> **Exercise directions**
Put each line of the entries below into a Markdown table with the columns Row and Text. Number the rows and skip any blank lines.

--- Records provided ---

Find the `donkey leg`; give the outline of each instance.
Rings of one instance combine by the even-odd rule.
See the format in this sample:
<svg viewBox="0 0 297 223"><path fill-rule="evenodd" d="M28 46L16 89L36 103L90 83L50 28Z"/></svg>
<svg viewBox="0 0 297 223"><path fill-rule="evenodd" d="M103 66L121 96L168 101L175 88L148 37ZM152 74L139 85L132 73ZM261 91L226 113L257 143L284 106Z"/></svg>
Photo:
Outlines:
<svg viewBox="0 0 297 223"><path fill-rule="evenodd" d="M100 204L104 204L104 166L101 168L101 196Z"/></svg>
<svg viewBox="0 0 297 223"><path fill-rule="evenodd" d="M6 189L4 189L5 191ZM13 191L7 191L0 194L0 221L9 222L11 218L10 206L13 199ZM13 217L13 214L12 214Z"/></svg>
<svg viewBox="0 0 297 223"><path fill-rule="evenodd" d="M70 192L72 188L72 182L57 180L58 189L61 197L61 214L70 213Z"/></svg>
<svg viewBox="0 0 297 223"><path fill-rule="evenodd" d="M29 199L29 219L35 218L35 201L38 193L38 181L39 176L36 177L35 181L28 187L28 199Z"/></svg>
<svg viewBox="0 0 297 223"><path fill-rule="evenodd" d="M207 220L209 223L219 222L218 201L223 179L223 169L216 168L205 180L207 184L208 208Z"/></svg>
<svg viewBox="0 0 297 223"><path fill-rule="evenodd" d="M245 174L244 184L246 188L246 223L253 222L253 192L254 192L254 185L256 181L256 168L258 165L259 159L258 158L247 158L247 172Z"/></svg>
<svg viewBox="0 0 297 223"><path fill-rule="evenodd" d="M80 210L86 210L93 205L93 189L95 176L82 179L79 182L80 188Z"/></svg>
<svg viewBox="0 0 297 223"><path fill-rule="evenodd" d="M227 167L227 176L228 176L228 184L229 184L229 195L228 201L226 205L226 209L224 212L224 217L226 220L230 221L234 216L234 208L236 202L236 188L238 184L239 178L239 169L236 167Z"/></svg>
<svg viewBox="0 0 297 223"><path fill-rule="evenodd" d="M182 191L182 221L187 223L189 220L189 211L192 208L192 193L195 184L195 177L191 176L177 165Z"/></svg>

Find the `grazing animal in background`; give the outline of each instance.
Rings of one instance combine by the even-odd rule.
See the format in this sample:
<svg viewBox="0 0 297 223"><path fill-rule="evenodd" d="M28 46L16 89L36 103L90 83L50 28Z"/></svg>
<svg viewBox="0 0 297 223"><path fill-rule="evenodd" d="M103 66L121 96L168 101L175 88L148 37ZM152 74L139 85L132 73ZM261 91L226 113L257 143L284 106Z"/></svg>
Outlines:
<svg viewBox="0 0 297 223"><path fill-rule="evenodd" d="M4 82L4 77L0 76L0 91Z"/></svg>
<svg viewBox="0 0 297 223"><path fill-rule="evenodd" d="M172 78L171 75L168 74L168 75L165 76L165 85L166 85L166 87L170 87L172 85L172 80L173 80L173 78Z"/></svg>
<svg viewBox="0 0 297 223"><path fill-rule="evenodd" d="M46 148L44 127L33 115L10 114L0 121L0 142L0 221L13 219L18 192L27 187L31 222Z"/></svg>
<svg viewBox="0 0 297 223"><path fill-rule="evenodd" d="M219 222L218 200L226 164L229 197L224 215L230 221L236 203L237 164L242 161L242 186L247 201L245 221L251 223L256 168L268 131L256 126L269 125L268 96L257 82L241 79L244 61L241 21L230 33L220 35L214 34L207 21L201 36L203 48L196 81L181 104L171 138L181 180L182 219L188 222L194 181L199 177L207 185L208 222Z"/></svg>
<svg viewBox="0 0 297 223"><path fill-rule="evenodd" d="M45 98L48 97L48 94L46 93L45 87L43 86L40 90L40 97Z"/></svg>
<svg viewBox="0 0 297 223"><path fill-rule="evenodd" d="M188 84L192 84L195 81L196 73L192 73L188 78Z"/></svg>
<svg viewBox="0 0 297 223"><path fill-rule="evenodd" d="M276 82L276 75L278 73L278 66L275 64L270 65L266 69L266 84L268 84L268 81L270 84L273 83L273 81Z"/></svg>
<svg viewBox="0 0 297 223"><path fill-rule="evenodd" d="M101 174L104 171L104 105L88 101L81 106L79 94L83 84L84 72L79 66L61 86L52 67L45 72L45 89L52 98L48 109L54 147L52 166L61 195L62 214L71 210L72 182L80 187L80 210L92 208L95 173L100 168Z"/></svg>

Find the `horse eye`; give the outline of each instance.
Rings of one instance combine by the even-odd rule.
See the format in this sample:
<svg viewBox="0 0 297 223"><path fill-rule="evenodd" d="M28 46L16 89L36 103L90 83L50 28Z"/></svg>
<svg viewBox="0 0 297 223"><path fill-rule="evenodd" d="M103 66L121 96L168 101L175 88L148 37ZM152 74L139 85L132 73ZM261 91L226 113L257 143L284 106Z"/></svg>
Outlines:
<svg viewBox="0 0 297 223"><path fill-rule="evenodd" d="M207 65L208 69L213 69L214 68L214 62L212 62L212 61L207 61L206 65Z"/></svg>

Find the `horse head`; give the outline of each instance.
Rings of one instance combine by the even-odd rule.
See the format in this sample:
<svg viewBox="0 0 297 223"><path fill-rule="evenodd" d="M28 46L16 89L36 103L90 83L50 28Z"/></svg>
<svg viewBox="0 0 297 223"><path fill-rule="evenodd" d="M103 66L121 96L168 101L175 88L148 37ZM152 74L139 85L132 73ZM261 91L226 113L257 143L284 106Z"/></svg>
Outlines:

---

> **Written response**
| Row | Text |
|---|---|
| 1 | Find the `donkey leg`; give the outline of each instance. |
| 2 | Rings of one instance combine by the even-odd rule. |
| 3 | See the format in this sample: |
| 4 | <svg viewBox="0 0 297 223"><path fill-rule="evenodd" d="M28 46L16 89L36 103L90 83L50 28Z"/></svg> |
| 5 | <svg viewBox="0 0 297 223"><path fill-rule="evenodd" d="M103 66L121 96L168 101L175 88L148 37ZM152 74L139 85L132 73ZM261 91L226 113L257 143L284 106Z"/></svg> |
| 6 | Photo: |
| 7 | Outlines: |
| 8 | <svg viewBox="0 0 297 223"><path fill-rule="evenodd" d="M100 204L104 204L104 166L101 168L101 196Z"/></svg> |
| 9 | <svg viewBox="0 0 297 223"><path fill-rule="evenodd" d="M6 189L4 189L5 191ZM13 191L7 191L0 194L0 221L9 222L11 218L10 206L13 199ZM13 217L13 214L12 214Z"/></svg> |
| 10 | <svg viewBox="0 0 297 223"><path fill-rule="evenodd" d="M70 192L72 188L72 182L57 180L58 189L61 197L61 214L70 213Z"/></svg> |
| 11 | <svg viewBox="0 0 297 223"><path fill-rule="evenodd" d="M29 199L29 219L35 218L35 201L38 193L38 181L39 176L36 177L35 181L28 187L28 199Z"/></svg> |
| 12 | <svg viewBox="0 0 297 223"><path fill-rule="evenodd" d="M207 220L209 223L219 222L218 201L223 179L223 169L216 168L205 180L207 184L208 208Z"/></svg> |
| 13 | <svg viewBox="0 0 297 223"><path fill-rule="evenodd" d="M245 174L244 184L246 188L246 223L253 222L253 192L254 192L254 185L256 181L256 168L258 165L259 159L258 158L247 158L247 172Z"/></svg> |
| 14 | <svg viewBox="0 0 297 223"><path fill-rule="evenodd" d="M80 210L86 210L93 205L93 189L95 176L82 179L79 182L80 188Z"/></svg> |
| 15 | <svg viewBox="0 0 297 223"><path fill-rule="evenodd" d="M227 167L227 176L228 176L228 184L229 184L229 195L228 201L226 205L226 209L224 212L224 217L226 220L230 221L234 216L234 208L236 202L236 188L238 184L239 178L239 169L236 167Z"/></svg> |
| 16 | <svg viewBox="0 0 297 223"><path fill-rule="evenodd" d="M182 191L182 221L187 223L189 220L189 211L192 208L192 193L195 184L195 177L191 176L177 165Z"/></svg> |
| 17 | Find the `grazing animal in background`; give the outline of each instance. |
| 18 | Rings of one instance combine by the even-odd rule. |
| 19 | See the format in this sample: |
| 20 | <svg viewBox="0 0 297 223"><path fill-rule="evenodd" d="M28 46L16 89L36 103L90 83L50 28Z"/></svg> |
| 21 | <svg viewBox="0 0 297 223"><path fill-rule="evenodd" d="M103 66L121 96L168 101L175 88L148 37ZM152 74L139 85L132 73ZM261 91L226 113L257 143L284 106Z"/></svg> |
| 22 | Outlines: |
| 23 | <svg viewBox="0 0 297 223"><path fill-rule="evenodd" d="M4 82L4 77L0 76L0 91Z"/></svg> |
| 24 | <svg viewBox="0 0 297 223"><path fill-rule="evenodd" d="M172 78L171 75L168 74L168 75L165 76L165 85L166 85L166 87L170 87L172 85L172 80L173 80L173 78Z"/></svg> |
| 25 | <svg viewBox="0 0 297 223"><path fill-rule="evenodd" d="M46 148L44 127L33 115L10 114L0 121L0 142L0 221L13 219L18 192L27 187L31 222Z"/></svg> |
| 26 | <svg viewBox="0 0 297 223"><path fill-rule="evenodd" d="M219 222L218 200L226 164L229 197L224 215L230 221L236 203L237 164L242 161L242 186L247 201L245 221L251 223L256 168L268 131L256 126L269 125L268 96L257 82L241 79L244 61L241 21L230 33L220 35L214 34L207 21L201 36L203 48L196 81L181 104L171 138L181 180L182 219L188 222L194 181L199 177L207 185L208 222Z"/></svg> |
| 27 | <svg viewBox="0 0 297 223"><path fill-rule="evenodd" d="M45 98L48 97L48 94L46 93L45 87L43 86L40 90L40 97Z"/></svg> |
| 28 | <svg viewBox="0 0 297 223"><path fill-rule="evenodd" d="M188 84L192 84L195 81L196 73L192 73L188 78Z"/></svg> |
| 29 | <svg viewBox="0 0 297 223"><path fill-rule="evenodd" d="M276 82L276 75L278 73L278 66L275 64L270 65L266 69L266 84L268 84L268 81L270 84L273 83L273 81Z"/></svg> |
| 30 | <svg viewBox="0 0 297 223"><path fill-rule="evenodd" d="M101 174L104 171L104 105L88 101L81 106L79 94L83 84L84 72L79 66L61 86L52 67L45 72L45 89L52 98L48 109L54 147L52 166L61 195L62 214L71 210L72 182L80 187L80 210L92 208L95 173L100 168Z"/></svg> |
| 31 | Find the `horse eye`; give the outline of each instance. |
| 32 | Rings of one instance combine by the even-odd rule. |
| 33 | See the format in this sample: |
| 34 | <svg viewBox="0 0 297 223"><path fill-rule="evenodd" d="M28 46L16 89L36 103L90 83L50 28Z"/></svg> |
| 35 | <svg viewBox="0 0 297 223"><path fill-rule="evenodd" d="M103 66L121 96L168 101L175 88L148 37ZM152 74L139 85L132 73ZM261 91L226 113L257 143L284 106Z"/></svg> |
| 36 | Outlines: |
| 37 | <svg viewBox="0 0 297 223"><path fill-rule="evenodd" d="M207 65L208 69L213 69L214 68L214 62L212 62L212 61L207 61L206 65Z"/></svg> |
| 38 | Find the `horse head`; give the outline of each instance. |
| 39 | Rings of one instance combine by the even-odd rule. |
| 40 | See the format in this sample: |
| 41 | <svg viewBox="0 0 297 223"><path fill-rule="evenodd" d="M28 46L16 89L36 103L90 83L50 28Z"/></svg> |
| 42 | <svg viewBox="0 0 297 223"><path fill-rule="evenodd" d="M103 66L121 96L168 101L175 88L148 37ZM152 74L139 85L132 73ZM261 91L226 113L257 143L284 106Z"/></svg> |
| 43 | Outlines: |